# Required work:
Starting at the line that contains "dried oak leaf." and continuing through the end of the listing, write those lines out again with "oak" swapped for "maple" and everything else left as it is.

# Information provided:
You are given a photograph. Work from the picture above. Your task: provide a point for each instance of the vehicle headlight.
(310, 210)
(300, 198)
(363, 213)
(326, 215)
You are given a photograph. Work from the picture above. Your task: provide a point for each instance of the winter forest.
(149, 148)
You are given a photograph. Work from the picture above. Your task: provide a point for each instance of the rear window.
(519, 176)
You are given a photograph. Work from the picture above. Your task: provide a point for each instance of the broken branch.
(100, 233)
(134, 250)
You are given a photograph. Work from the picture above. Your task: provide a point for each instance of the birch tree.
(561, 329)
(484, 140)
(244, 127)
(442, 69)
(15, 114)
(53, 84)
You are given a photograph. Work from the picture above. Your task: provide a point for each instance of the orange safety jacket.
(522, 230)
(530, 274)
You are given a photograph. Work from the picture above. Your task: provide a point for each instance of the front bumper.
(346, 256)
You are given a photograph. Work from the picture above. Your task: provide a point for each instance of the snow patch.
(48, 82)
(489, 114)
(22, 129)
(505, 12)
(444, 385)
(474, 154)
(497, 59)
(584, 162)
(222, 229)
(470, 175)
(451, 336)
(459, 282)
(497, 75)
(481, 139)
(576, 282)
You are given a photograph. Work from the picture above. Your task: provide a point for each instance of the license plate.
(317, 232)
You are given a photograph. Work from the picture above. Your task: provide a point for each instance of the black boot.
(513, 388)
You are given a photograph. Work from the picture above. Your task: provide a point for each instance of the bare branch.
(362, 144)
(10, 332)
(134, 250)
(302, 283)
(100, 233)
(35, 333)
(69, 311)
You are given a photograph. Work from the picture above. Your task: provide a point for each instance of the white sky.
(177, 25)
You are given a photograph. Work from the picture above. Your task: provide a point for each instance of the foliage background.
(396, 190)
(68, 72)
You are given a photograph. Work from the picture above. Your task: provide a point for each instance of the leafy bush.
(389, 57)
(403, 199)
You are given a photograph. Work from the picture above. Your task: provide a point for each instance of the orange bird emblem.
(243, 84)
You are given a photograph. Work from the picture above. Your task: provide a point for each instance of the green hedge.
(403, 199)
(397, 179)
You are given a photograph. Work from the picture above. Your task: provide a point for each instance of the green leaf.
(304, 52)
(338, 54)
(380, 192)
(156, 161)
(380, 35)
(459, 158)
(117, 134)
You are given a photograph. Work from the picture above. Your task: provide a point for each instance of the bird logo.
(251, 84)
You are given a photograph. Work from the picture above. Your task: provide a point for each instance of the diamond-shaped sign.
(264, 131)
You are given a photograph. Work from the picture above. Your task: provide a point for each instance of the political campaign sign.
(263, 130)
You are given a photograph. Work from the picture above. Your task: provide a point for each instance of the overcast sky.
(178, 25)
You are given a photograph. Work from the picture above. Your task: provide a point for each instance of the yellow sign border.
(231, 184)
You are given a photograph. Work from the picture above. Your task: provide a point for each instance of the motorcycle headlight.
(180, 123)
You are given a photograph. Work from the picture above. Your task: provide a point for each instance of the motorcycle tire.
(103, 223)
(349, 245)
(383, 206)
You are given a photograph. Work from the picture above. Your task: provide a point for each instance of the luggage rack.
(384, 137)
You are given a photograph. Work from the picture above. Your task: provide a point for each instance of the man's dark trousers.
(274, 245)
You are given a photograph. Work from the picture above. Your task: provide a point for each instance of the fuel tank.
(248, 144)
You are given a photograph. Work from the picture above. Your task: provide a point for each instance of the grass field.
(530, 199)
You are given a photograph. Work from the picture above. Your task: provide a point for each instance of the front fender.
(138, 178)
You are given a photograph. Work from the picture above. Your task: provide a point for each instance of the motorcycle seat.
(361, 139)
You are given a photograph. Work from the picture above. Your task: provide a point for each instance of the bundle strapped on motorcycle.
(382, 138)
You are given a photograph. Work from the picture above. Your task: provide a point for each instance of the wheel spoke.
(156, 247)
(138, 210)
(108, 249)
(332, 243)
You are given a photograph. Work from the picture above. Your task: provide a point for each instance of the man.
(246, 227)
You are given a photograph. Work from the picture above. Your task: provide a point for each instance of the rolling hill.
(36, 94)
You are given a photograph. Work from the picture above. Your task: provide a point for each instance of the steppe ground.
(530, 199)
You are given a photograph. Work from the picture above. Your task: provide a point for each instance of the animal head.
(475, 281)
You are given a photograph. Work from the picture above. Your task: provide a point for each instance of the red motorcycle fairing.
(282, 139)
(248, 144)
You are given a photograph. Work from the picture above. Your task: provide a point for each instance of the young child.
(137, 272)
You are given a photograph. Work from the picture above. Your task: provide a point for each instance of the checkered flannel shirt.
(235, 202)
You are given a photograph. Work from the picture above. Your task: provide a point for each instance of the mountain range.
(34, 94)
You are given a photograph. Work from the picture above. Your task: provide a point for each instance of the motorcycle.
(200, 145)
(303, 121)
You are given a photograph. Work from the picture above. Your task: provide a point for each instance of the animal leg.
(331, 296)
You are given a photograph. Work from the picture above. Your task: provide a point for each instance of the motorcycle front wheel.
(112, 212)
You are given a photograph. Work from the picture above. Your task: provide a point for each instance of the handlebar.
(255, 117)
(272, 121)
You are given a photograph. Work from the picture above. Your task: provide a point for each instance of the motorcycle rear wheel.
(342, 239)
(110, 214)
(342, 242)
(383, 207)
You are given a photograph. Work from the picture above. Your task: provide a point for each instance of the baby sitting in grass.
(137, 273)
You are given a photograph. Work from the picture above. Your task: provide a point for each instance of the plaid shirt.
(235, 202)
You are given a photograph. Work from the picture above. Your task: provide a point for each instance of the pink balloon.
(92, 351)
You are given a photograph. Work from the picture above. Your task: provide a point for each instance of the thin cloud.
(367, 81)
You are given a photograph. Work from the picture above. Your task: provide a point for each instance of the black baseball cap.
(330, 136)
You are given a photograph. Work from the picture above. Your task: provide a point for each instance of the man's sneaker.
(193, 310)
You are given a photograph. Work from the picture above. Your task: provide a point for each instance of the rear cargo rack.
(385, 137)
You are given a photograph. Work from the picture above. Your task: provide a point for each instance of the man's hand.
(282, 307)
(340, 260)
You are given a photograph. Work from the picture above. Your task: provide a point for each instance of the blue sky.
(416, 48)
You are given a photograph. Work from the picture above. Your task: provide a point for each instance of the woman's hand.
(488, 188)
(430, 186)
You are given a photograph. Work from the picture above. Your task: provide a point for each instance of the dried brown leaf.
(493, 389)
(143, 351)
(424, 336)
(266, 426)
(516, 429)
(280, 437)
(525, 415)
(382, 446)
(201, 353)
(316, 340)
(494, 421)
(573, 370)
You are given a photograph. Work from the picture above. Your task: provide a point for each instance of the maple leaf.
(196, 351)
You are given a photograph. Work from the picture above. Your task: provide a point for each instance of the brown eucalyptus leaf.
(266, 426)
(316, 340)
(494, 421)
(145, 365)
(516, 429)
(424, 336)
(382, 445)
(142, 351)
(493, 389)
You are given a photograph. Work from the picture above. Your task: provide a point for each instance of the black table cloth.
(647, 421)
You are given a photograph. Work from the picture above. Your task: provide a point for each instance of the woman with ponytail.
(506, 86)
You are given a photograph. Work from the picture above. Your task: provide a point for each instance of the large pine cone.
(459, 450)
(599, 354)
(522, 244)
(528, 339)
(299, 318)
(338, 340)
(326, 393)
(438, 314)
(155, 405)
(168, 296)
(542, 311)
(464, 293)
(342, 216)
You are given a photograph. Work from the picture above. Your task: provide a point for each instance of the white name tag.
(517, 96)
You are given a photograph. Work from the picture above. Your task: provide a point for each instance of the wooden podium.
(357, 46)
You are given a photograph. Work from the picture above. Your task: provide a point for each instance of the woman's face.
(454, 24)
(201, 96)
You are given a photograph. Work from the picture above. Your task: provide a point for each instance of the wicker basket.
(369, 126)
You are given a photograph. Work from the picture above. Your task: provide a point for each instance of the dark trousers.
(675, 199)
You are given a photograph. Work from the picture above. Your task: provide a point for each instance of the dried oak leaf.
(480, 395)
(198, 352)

# Expected answer:
You are given a photograph. Work from the picture above. Your task: provide a point for each instance of the dried maple leaf.
(480, 395)
(198, 352)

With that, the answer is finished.